*** Data in this exercise Section Begins ***

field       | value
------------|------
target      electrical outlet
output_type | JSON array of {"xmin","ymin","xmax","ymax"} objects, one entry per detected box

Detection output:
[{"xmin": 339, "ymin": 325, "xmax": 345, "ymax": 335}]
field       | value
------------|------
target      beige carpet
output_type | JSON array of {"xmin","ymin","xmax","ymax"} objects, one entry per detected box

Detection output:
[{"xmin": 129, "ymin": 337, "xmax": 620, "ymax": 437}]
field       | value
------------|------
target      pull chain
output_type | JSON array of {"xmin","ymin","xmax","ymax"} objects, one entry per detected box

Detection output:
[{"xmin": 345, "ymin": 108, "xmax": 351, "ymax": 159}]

*** Data in this exercise Section Ends ***

What is being asked :: All of the data above should be written out again word for word.

Problem solution ::
field       | value
------------|------
target      electrical outlet
output_type | JSON array of {"xmin","ymin","xmax","ymax"} objects, one entry per detected box

Detection output:
[{"xmin": 339, "ymin": 325, "xmax": 345, "ymax": 335}]
field       | value
------------|------
target      beige carpet
output_type | JSON array of {"xmin","ymin","xmax","ymax"} objects, one entry per detected box

Detection output:
[{"xmin": 129, "ymin": 337, "xmax": 620, "ymax": 437}]
field       | value
------------|------
target      pull chain
output_type | JSON array of {"xmin","ymin","xmax","ymax"} objects, one entry per detected box

Detection output:
[{"xmin": 345, "ymin": 108, "xmax": 351, "ymax": 159}]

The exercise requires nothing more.